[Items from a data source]
_ _ _ _ _ _ _

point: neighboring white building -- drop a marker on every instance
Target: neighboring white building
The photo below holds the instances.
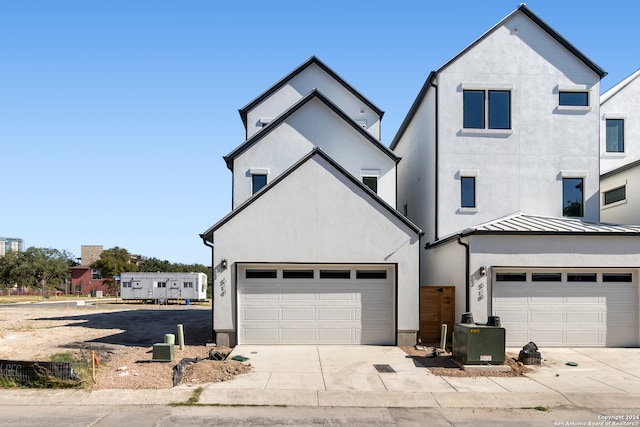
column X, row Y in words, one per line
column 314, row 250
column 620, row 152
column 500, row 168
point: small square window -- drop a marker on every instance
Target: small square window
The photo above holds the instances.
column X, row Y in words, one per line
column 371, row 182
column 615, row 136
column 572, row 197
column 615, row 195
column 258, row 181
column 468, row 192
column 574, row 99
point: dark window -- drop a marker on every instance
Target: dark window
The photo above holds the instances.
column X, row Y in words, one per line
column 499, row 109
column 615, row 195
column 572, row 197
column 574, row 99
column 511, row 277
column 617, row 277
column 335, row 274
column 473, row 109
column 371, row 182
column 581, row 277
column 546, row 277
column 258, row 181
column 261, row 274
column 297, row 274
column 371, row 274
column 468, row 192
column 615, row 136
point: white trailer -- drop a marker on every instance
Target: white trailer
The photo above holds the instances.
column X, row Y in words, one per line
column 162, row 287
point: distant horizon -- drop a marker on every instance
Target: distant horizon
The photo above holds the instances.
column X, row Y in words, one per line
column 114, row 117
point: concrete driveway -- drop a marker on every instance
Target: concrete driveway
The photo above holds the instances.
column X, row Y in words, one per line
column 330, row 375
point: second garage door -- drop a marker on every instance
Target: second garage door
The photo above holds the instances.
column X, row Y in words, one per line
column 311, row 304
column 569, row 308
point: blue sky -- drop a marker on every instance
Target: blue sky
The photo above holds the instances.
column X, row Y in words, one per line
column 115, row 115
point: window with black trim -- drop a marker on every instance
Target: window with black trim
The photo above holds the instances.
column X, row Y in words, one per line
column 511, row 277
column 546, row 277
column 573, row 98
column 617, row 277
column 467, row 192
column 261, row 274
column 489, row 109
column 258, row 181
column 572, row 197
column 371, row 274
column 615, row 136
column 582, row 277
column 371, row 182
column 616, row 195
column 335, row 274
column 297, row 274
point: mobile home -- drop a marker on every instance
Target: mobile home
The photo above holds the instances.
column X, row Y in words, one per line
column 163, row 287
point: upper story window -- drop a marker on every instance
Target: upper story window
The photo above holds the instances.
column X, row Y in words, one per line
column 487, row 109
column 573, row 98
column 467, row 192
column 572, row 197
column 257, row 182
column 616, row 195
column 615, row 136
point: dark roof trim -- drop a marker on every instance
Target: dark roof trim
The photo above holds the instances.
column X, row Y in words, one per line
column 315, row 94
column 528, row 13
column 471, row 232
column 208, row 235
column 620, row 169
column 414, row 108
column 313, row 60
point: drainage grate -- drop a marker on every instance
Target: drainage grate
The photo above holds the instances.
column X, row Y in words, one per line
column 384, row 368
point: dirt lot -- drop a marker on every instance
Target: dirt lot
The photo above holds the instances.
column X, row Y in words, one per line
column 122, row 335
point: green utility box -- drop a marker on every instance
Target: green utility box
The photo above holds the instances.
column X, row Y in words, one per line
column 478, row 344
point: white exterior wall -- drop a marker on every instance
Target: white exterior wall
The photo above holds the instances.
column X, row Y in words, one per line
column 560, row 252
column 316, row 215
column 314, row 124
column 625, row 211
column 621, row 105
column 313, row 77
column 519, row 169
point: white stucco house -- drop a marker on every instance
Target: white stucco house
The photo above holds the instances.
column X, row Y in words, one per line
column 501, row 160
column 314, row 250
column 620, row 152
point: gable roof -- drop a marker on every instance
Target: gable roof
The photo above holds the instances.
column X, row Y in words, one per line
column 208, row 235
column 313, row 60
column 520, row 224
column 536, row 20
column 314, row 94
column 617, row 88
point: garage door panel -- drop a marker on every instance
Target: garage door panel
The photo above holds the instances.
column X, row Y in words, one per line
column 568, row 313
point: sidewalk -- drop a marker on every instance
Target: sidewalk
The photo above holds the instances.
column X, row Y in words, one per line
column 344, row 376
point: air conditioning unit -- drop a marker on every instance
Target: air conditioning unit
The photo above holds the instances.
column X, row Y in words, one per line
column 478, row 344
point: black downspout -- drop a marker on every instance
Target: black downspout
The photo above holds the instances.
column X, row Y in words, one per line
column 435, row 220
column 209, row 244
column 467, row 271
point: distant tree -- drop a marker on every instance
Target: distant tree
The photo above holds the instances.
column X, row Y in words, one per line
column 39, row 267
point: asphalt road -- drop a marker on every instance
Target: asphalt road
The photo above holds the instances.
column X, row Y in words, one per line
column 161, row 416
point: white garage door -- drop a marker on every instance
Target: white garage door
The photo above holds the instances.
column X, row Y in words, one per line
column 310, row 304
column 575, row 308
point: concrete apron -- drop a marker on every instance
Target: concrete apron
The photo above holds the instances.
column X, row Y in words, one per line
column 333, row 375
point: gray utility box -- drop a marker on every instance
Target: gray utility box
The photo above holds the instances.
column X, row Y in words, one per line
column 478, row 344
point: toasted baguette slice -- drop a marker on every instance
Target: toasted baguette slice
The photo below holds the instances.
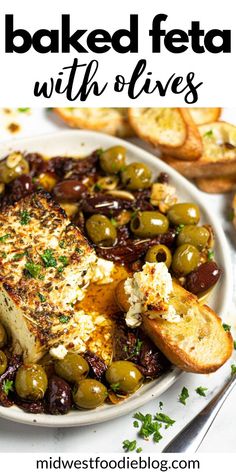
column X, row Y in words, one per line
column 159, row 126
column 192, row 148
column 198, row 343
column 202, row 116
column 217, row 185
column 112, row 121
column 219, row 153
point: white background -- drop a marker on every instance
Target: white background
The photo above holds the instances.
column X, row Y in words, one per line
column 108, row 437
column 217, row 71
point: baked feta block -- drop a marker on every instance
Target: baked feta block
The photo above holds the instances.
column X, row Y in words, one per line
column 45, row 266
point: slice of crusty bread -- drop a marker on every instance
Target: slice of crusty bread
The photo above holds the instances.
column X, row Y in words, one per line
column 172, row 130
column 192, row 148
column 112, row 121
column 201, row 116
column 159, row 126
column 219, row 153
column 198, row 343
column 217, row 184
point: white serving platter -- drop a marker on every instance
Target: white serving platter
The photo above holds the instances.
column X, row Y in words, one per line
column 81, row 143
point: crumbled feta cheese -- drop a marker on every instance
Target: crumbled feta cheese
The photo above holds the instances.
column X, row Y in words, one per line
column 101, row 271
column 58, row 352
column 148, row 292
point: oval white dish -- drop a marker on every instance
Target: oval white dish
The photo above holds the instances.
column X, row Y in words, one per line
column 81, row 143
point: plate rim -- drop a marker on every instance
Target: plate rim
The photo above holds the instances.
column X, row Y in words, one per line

_ _ _ _ _ _ _

→ **Work to be completed**: What the answer needs is every line from the data above with "slice" in it.

→ **Exercise result**:
point: toasted baguette slice -- drop a marker on every instance
Target: toasted baguette slice
point: slice of crusty bread -- drop a marker on every instance
Target: slice of crusty bread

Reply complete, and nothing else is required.